**TAREA A:**
Según el texto sobre los dirigentes universitarios de la vuelta a la democracia en Chile, ¿por qué quienes recién terminaban sus estudios acabaron como jefes de gabinetes, asesores o en sectores más tecnocráticos de los gobiernos de la Concertación? Responde en una a tres oraciones.
**TAREA B:**
Retoma el texto sobre los dirigentes universitarios de la vuelta a la democracia en Chile y continúalo a partir de su última oración.

**TEXTO PROPORCIONADO:**
───
En el Parlamento, en tanto, asumió como presidente del Senado Gabriel Valdés (DC), uno de los líderes más destacados de la oposición a Pinochet y, en la Cámara de Diputados, se eligió como presidente a José Antonio Viera-Gallo (PS), exsubsecretario de Justicia de Salvador Allende.

Y eso es una mirada general.

“Las universidades y los movimientos políticos al interior de ella, fueron un semillero para una de las generaciones más talentosas y respecto de la cual se habían sembrado grandes expectativas”, explica el abogado y analista Jorge Navarrete aludiendo a la generación de dirigentes de la U. de Chile, U. Católica y U. de Concepción que fueron puntal en la recuperación de la democracia.

Pero -al parecer- el poder los sorprendió siendo demasiado jóvenes: ocupados los cargos de primera línea por dirigentes que se habían fogueado durante la Unidad Popular, quienes recién terminaban sus estudios universitarios terminaron como jefes de gabinetes, asesores y ocupando lugares en sectores más tecnocráticos de los gobiernos de la Concertación. Y –la gran mayoría- nunca salió de allí a la espera de que sus superiores se jubilaran.
───
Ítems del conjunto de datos
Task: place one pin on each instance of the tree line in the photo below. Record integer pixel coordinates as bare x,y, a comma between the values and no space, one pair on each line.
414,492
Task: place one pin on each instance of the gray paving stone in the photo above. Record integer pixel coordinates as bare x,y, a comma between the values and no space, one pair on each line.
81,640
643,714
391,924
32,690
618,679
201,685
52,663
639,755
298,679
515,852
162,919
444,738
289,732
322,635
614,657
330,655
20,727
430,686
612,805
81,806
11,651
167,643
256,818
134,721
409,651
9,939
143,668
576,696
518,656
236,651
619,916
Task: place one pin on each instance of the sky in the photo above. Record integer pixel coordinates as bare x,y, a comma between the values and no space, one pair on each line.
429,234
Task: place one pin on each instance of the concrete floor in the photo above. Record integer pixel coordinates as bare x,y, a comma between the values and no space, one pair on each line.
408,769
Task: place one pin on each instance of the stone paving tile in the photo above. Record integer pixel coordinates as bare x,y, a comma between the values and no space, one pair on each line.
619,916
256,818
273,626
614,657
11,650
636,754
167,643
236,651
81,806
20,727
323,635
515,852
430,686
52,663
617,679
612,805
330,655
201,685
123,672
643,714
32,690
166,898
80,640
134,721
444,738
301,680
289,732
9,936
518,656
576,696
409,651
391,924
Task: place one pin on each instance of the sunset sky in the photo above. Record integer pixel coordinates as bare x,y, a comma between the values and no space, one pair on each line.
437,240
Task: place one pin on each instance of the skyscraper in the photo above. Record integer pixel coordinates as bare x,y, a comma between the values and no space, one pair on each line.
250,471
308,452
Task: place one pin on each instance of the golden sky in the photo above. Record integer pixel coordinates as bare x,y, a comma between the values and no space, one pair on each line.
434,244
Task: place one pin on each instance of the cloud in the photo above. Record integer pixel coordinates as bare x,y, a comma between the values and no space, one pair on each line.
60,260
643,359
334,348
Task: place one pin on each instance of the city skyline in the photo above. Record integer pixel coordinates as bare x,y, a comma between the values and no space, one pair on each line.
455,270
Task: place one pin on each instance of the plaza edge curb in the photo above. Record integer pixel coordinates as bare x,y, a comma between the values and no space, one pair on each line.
───
**RESULTADO A:**
Según el texto, al parecer el poder los sorprendió siendo demasiado jóvenes. Los cargos de primera línea ya estaban ocupados por dirigentes que se habían fogueado durante la Unidad Popular. Por eso quedaron en esos puestos, y la gran mayoría nunca salió de allí a la espera de que sus superiores se jubilaran.

**RESULTADO B:**
Dueños de nada

“Nadie se jubila en política”, reflexiona hoy un importante líder de Nuevo Pacto Social (ex Concertación). Así explica por qué la mayoría de los otrora destacados dirigentes estudiantiles de los 80 e incluso de los 90 no lograron –salvo excepciones- ingresar a la primera línea de la toma de decisiones en los gobiernos o partidos del entonces oficialismo.

La lista es larga: Yerko Ljubetic , Sergio Micco, Andrés Lastra, Humberto Burotto, Germán Quintana, Alex Figueroa, Carolina Tohá, Tomás Jocelyn-Holt, Patricio Zapata, Alejandro Navarro, Eduardo Abedrapo, Jorge Navarrete, entre otros.

La jubilación en política que suele ser más bien una imposición que un asunto de voluntad fue una lección aprendida con amargura. Pasó recién ahora con parlamentarios que durante más de tres décadas esparcieron su influencia en el Congreso y que hoy –debido a una ley que impide la reelección ilimitada- quedaron marginados del Congreso: entre ellos, Carlos Montes (PS), Juan Pablo Letelier (PS), Guido Girardi (PPD) y Jorge Pizarro (DC).

“Creo que la generación anterior acaparó las funciones principales durante más de tres décadas relegando a la generación de los 80 a roles secundarios. Adicionalmente fueron formados con un alto concepto de la ‘responsabilidad’ por la estabilidad democrática por lo que su radicalidad fue extirpada tempranamente y, finalmente, por la falta de solidaridad intergeneracional que implicó que el que sobresalía era rápidamente criticado o “bajado” por el resto”, sostiene el hoy convencional Felipe Harboe (PPD).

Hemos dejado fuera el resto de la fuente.